* START Material provided *

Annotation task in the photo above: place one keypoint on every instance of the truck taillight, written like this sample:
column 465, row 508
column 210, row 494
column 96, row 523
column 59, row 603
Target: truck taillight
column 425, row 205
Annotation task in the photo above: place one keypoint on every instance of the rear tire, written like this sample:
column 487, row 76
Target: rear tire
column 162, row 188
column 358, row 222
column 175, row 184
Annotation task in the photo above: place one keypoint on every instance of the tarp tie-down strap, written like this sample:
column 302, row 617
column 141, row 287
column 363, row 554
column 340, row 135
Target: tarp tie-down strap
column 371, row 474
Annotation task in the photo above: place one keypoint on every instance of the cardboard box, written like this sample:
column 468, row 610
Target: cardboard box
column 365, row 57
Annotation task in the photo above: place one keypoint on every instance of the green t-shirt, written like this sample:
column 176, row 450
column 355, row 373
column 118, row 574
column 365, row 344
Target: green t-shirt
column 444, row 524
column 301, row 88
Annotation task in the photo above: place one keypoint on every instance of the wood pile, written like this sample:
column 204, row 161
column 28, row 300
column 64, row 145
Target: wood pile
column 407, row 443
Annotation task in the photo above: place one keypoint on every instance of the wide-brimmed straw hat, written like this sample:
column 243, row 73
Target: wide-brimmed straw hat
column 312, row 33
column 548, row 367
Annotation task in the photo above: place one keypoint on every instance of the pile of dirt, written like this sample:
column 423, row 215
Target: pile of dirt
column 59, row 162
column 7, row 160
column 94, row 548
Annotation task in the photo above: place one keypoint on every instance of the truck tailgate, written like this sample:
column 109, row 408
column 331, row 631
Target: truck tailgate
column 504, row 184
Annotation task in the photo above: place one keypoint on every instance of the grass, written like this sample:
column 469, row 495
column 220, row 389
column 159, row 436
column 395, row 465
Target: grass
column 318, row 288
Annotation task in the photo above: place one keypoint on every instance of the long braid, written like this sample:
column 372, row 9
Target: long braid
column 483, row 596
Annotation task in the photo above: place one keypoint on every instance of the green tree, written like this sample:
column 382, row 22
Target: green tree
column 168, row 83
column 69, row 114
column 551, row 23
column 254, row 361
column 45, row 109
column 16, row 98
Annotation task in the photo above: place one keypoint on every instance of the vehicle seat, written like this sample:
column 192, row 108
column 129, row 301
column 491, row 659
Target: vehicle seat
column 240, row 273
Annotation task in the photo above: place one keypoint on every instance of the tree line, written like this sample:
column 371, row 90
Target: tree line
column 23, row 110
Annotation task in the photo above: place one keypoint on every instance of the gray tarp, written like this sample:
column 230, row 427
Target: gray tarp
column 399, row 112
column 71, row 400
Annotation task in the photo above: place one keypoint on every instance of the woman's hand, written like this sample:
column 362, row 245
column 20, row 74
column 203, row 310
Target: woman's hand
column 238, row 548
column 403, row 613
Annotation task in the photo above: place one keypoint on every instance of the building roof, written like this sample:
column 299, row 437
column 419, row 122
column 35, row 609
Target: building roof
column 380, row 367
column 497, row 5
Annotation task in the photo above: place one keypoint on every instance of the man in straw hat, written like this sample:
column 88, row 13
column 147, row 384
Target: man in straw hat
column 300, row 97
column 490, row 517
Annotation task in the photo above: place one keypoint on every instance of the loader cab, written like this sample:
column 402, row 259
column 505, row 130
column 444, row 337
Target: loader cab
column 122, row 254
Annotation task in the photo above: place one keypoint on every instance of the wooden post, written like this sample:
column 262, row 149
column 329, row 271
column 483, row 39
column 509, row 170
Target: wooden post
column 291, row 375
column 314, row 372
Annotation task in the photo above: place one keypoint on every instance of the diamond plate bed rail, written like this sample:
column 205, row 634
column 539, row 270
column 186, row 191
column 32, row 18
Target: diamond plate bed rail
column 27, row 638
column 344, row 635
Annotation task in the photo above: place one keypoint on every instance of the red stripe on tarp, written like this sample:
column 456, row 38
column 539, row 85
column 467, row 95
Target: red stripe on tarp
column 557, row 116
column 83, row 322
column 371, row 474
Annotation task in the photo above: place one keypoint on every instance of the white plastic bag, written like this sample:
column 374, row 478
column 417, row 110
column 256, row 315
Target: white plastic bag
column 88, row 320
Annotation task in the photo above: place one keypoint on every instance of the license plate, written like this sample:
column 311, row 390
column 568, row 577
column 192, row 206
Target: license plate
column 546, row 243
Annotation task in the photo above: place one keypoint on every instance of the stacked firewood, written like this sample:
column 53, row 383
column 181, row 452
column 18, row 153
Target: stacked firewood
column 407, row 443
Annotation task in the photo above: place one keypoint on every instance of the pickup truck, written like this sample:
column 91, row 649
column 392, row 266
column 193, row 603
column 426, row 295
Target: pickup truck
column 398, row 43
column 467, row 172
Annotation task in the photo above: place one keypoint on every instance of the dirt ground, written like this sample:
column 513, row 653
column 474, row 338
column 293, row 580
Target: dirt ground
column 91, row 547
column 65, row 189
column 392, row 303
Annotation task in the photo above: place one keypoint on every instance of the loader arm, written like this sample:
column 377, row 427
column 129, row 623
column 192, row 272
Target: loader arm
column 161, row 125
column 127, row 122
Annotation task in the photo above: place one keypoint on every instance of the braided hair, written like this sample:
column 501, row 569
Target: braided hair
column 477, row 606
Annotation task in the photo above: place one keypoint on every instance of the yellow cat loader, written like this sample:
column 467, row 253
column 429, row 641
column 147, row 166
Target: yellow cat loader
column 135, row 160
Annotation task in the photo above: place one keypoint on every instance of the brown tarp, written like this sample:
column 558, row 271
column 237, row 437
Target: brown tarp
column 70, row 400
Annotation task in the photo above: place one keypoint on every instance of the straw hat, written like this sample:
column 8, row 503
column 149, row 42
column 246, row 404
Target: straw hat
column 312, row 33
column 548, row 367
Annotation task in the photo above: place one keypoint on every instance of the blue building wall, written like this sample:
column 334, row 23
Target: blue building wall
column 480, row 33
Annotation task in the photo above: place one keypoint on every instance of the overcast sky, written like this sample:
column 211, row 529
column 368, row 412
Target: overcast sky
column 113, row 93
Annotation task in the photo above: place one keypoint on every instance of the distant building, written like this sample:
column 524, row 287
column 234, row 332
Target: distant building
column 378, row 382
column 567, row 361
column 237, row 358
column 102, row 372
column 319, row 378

* END Material provided *
* START Material provided *

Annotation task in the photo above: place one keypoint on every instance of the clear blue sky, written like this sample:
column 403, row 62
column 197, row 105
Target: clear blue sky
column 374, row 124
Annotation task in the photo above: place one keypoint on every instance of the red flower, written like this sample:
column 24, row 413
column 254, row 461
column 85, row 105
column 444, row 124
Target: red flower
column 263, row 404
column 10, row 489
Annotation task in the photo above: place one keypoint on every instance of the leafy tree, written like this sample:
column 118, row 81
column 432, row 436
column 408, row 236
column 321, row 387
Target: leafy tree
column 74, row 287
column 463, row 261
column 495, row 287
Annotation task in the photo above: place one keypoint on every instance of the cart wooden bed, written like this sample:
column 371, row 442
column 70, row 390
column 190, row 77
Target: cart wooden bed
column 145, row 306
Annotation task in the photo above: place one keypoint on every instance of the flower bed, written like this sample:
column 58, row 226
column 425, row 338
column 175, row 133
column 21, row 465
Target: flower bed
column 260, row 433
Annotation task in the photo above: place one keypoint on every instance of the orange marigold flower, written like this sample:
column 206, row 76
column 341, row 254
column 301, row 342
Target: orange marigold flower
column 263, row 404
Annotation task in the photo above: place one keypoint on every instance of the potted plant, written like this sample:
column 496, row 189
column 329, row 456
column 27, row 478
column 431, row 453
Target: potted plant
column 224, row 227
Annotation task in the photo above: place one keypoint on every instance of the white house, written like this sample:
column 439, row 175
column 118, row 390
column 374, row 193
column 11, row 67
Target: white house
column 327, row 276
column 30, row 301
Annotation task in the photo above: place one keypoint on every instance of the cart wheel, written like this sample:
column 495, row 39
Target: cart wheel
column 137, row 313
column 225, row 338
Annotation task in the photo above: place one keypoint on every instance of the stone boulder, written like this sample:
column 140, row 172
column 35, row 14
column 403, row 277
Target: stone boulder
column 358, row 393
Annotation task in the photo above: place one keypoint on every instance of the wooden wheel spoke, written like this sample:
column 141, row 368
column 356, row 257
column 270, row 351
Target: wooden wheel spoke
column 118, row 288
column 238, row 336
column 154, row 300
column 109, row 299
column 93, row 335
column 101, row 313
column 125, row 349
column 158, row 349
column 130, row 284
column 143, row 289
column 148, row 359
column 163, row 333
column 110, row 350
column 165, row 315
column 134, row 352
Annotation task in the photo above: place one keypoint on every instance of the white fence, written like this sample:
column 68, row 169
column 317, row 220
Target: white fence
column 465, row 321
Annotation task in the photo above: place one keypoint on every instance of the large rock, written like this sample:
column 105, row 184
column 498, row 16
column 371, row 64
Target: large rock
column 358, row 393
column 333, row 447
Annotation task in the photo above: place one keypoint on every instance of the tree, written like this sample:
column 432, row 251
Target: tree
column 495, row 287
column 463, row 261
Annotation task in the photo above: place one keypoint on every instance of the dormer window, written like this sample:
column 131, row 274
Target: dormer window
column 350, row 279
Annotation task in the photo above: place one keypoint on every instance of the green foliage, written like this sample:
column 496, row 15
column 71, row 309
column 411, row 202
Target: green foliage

* END Material provided *
* START Material provided *

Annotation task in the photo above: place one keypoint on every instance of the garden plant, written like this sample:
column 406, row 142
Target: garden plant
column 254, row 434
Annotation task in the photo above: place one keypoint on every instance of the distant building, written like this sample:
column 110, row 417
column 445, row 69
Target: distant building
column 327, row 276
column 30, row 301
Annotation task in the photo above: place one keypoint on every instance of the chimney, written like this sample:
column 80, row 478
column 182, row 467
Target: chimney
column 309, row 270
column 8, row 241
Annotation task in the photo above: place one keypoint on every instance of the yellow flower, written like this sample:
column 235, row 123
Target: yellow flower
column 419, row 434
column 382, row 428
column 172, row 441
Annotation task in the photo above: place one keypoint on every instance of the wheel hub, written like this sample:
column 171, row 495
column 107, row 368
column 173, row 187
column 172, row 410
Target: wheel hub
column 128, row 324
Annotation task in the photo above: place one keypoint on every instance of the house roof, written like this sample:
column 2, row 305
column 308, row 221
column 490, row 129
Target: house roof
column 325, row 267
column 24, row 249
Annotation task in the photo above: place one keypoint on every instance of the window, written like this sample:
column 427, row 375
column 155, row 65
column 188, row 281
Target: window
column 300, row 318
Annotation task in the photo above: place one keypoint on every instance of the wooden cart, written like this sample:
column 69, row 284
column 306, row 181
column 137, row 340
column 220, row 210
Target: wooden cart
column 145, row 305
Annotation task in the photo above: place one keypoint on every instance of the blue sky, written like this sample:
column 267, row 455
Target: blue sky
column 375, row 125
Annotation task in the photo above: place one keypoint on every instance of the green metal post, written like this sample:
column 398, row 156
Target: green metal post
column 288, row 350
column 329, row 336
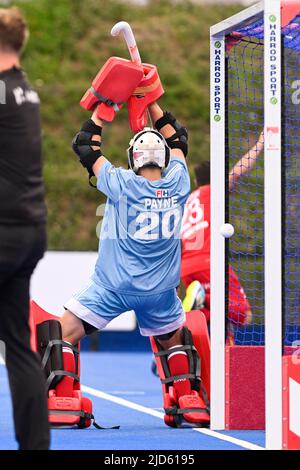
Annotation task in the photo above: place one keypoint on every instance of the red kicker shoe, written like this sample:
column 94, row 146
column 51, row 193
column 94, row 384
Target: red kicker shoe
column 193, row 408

* END Material provided *

Stated problem - Could you express everything in the records above, from the line containing "truck tailgate, written" down to the line containing "column 71, row 400", both included, as a JSON list of strings with one string per line and blank lines left out?

Complete answer -
[
  "Annotation task in the photo above: place one keypoint on every instance of the truck tailgate, written like this sample:",
  "column 109, row 408",
  "column 331, row 631",
  "Target: truck tailgate",
  "column 504, row 184",
  "Annotation task in the photo above: place one keypoint on every instance of the grass, written like this sample:",
  "column 469, row 495",
  "column 220, row 389",
  "column 159, row 436",
  "column 395, row 465",
  "Target: grass",
  "column 318, row 288",
  "Annotation task in the photo above: place one keypoint on every instance of the long braid, written like this sample:",
  "column 372, row 9",
  "Target: long braid",
  "column 483, row 596",
  "Annotation task in the photo above: place one keypoint on every instance of the green tree, written like this sample:",
  "column 382, row 22",
  "Target: green tree",
  "column 168, row 83",
  "column 69, row 114",
  "column 551, row 23",
  "column 254, row 361",
  "column 45, row 109",
  "column 16, row 98",
  "Annotation task in the photo above: place one keypoint on every instance of the vehicle seat, written like this sample:",
  "column 192, row 108",
  "column 129, row 301",
  "column 491, row 659",
  "Target: vehicle seat",
  "column 240, row 273",
  "Annotation task in the photo above: place one keypoint on every instance of the tree line, written like this sample:",
  "column 371, row 90",
  "Target: tree line",
  "column 23, row 110",
  "Annotation task in the photo above: place one keypoint on every instance of the gray tarp, written like this sample:",
  "column 230, row 427",
  "Target: gray tarp",
  "column 399, row 112",
  "column 71, row 400"
]